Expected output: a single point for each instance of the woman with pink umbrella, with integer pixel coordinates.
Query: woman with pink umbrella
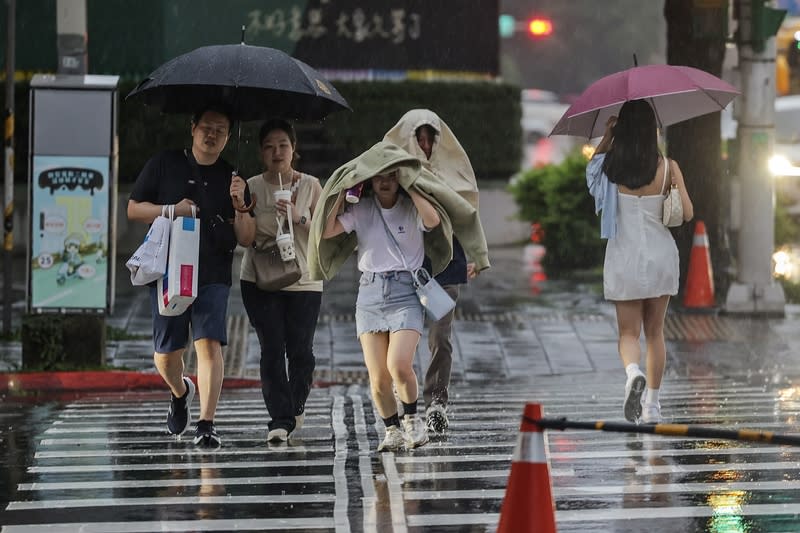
(628, 178)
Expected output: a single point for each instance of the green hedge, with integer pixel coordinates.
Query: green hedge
(485, 116)
(556, 197)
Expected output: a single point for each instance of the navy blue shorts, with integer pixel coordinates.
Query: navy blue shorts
(207, 316)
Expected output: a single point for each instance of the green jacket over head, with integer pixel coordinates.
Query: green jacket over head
(458, 216)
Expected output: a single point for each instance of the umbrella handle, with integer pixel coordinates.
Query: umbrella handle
(247, 208)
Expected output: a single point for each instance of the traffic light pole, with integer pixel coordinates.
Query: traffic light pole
(8, 210)
(755, 291)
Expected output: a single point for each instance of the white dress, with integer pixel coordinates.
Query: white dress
(642, 259)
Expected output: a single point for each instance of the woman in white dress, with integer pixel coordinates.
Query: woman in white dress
(629, 178)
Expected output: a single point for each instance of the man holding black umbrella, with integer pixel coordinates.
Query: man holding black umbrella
(184, 178)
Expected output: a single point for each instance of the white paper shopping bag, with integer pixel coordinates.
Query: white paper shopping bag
(178, 288)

▶ [BRIEF] What is needed is a word-for-word restatement of every line from the one with "Expected output: a single point for each instance of the man" to the end of the entries above.

▶ [ANSWER]
Expected output: a single point for each instance of the man holding black umbrella, with integer pixel coordinates.
Query: man holding black umbrella
(184, 178)
Expected output: a single point for each instance of the white paper shopping bag, with integer pixel coordinates.
Query: white paper shopping bag
(178, 288)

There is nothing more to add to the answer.